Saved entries
# # # #

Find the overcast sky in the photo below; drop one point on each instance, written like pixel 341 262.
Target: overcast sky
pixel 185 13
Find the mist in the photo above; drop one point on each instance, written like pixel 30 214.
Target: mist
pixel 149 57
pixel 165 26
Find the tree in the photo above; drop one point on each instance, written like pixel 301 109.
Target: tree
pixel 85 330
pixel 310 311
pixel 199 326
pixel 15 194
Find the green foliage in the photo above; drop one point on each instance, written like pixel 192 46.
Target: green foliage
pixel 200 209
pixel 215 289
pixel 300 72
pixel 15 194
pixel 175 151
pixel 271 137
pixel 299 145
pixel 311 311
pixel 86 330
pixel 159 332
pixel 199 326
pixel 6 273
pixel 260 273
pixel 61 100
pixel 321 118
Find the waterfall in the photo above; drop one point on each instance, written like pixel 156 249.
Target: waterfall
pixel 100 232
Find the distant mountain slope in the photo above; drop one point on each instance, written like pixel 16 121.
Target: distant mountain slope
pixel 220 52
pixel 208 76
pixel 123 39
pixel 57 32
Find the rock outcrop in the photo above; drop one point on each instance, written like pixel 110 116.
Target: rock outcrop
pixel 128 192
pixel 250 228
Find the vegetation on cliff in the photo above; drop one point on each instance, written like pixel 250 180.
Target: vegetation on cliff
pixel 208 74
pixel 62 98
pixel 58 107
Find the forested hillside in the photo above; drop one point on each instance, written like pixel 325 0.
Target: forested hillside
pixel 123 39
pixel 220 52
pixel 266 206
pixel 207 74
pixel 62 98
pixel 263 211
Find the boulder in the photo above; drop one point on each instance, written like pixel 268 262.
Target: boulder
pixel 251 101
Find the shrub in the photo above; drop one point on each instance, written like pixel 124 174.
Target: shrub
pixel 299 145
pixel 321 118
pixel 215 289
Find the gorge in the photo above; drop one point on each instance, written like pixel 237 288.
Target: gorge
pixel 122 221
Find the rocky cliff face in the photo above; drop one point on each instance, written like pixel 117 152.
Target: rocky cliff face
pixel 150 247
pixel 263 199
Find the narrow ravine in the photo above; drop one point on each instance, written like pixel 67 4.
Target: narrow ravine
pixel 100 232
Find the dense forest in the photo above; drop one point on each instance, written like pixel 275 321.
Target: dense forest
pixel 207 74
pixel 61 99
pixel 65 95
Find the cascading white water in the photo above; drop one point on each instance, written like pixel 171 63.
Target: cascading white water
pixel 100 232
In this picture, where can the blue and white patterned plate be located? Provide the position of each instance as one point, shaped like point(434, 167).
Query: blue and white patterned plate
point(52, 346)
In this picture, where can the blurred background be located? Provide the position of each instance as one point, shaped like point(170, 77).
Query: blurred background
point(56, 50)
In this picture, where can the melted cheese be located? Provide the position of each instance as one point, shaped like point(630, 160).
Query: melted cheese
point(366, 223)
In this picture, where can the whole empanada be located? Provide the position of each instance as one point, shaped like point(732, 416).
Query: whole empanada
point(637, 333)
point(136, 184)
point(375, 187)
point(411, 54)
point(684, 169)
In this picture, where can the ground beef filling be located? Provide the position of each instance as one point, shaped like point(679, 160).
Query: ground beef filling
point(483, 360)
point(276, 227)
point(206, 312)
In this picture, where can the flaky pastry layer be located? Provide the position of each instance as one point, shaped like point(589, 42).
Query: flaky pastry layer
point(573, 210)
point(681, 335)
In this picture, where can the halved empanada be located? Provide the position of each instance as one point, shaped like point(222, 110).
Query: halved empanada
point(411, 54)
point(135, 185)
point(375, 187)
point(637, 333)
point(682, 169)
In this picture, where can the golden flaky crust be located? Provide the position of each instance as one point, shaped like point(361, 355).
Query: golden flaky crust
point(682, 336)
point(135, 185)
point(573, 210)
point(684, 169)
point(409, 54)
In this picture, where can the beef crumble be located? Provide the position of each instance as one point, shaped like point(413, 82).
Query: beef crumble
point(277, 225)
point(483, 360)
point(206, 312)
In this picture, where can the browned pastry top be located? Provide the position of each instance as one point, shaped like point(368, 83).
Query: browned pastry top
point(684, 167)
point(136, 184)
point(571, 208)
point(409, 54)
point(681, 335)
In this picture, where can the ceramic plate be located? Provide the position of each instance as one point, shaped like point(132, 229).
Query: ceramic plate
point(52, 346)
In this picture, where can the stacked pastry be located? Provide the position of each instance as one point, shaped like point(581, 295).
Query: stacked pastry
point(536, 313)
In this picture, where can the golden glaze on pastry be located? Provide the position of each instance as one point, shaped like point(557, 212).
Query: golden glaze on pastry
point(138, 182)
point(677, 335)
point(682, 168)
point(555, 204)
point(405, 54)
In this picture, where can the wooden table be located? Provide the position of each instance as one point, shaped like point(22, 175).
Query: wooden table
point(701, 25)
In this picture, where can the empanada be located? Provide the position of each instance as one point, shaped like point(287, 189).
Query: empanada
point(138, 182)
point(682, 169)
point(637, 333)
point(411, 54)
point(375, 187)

# # # #

§ Task details: Exactly as they stand, repeat all the records.

§ Written answer:
Find the overcast sky in the photo below; drop one point on each instance, written like pixel 341 262.
Target: overcast sky
pixel 185 13
Find the mist in the photo above; drop one point on each instance, written like pixel 30 214.
Target: mist
pixel 149 57
pixel 165 26
Find the tree in the photo above; drop one point on each instance, written like pixel 301 109.
Target: tree
pixel 85 330
pixel 310 311
pixel 199 326
pixel 15 194
Find the green foliage in the photo above; drop one point on each instance, written like pixel 192 46.
Target: green foliage
pixel 200 209
pixel 215 289
pixel 300 72
pixel 15 194
pixel 175 151
pixel 271 137
pixel 299 145
pixel 311 311
pixel 86 330
pixel 159 332
pixel 199 326
pixel 6 273
pixel 260 273
pixel 61 100
pixel 321 118
Find the waterfall in the photo above; drop one point on each instance, written like pixel 156 249.
Target: waterfall
pixel 100 232
Find the distant mountain slope in the photo above; drop one point on each instance, written like pixel 16 121.
Target: distant mountain slope
pixel 220 52
pixel 208 76
pixel 123 39
pixel 57 32
Find the rock outcrop in the photo above; drop one point on each instance, written like pixel 110 116.
Target: rock outcrop
pixel 128 192
pixel 250 228
Find the vegetation on cliff in the photo above; drop one point on each instance, written like pixel 250 180.
Target: vegetation on cliff
pixel 208 74
pixel 62 98
pixel 58 107
Find the forested hillside in the photo above; drop one point on each instance, written like pixel 325 0.
Target: forested hillside
pixel 123 39
pixel 220 52
pixel 266 206
pixel 207 74
pixel 62 98
pixel 263 211
Find the boulder in the photo above; drop one point on each instance, written like pixel 268 262.
Target: boulder
pixel 251 101
Find the shrub in the photo above; drop one point on each instance, written like pixel 124 174.
Target: shrub
pixel 299 145
pixel 321 118
pixel 215 289
Find the gorge in the photo above; drop one point on each instance, written like pixel 237 288.
Target: gorge
pixel 122 221
Find the rocky cliff face in the photo above; drop one point on each instance, written like pixel 117 152.
Target: rocky cliff face
pixel 150 247
pixel 263 199
Find the narrow ravine in the photo above; drop one point on each instance, written like pixel 67 4.
Target: narrow ravine
pixel 100 232
Find the dense forest in the photo above; drop one point on each instance, written like pixel 275 321.
Target: dense forest
pixel 207 74
pixel 61 99
pixel 65 95
Find the cascading white water in the photo above; drop one point on each instance, written like pixel 171 63.
Target: cascading white water
pixel 100 232
In this picture, where can the blue and white patterned plate be located? Provide the position of each instance as one point, shaped like point(434, 167).
Query: blue and white patterned plate
point(52, 346)
In this picture, where can the blurred background be located? Provide the position of each instance as one point, shaped like point(170, 77).
Query: blurred background
point(56, 50)
In this picture, where can the melted cheese be located? Provide the position of each instance as one point, shaped like point(630, 160).
Query: melted cheese
point(366, 223)
In this picture, where can the whole empanada be located? Provide the position of each instance as one point, shaped like point(732, 416).
Query: whole empanada
point(637, 333)
point(136, 184)
point(375, 187)
point(411, 54)
point(684, 169)
In this picture, where can the ground beef filling be located? Provide the position of each instance as one point, shaped like point(679, 160).
Query: ground beef filling
point(483, 360)
point(276, 227)
point(206, 312)
In this picture, where can the flaky pastry layer be located? Provide the position of each instance as one point, shaped like point(589, 42).
Query: flaky pastry layer
point(573, 210)
point(681, 335)
In this picture, where can the halved empanada be located? Provide the position of each instance as one point, shaped like point(222, 110).
Query: halved empanada
point(411, 54)
point(135, 185)
point(375, 187)
point(637, 333)
point(682, 169)
In this picture, where can the golden flaky crust be located? Provide the position of each instance as one point, shaped like point(361, 355).
Query: golden flaky crust
point(682, 336)
point(135, 185)
point(573, 210)
point(684, 169)
point(409, 54)
In this picture, where can the beef crumble be located? Provide the position of each instance as one point, shaped like point(413, 82).
Query: beef crumble
point(277, 225)
point(483, 360)
point(206, 312)
In this picture, where can the browned pastry top be located? Provide the position of each instance as one point, shaped like point(368, 83).
Query: browned pastry top
point(684, 167)
point(136, 184)
point(571, 208)
point(409, 54)
point(681, 335)
In this picture, where can the ceramic plate be located? Provide the position of each instance as one point, shaped like point(132, 229).
Query: ceramic plate
point(52, 346)
In this picture, where can the stacked pastry be located? Provide the position of each instance as one point, shaped like point(581, 295).
Query: stacked pastry
point(536, 313)
In this picture, where can the golden glaze on pastry be located? Provide the position of each instance as one point, shaped like point(557, 212).
Query: golden glaze on pastry
point(138, 182)
point(677, 335)
point(682, 168)
point(555, 204)
point(405, 54)
In this picture, where can the wooden table be located? Provide the position of each instance as one point, shaped like point(22, 175).
Query: wooden table
point(701, 25)
In this picture, where can the empanada be located? Provide the position of each instance as one point, shaped like point(287, 189).
Query: empanada
point(138, 182)
point(682, 169)
point(637, 333)
point(411, 54)
point(375, 187)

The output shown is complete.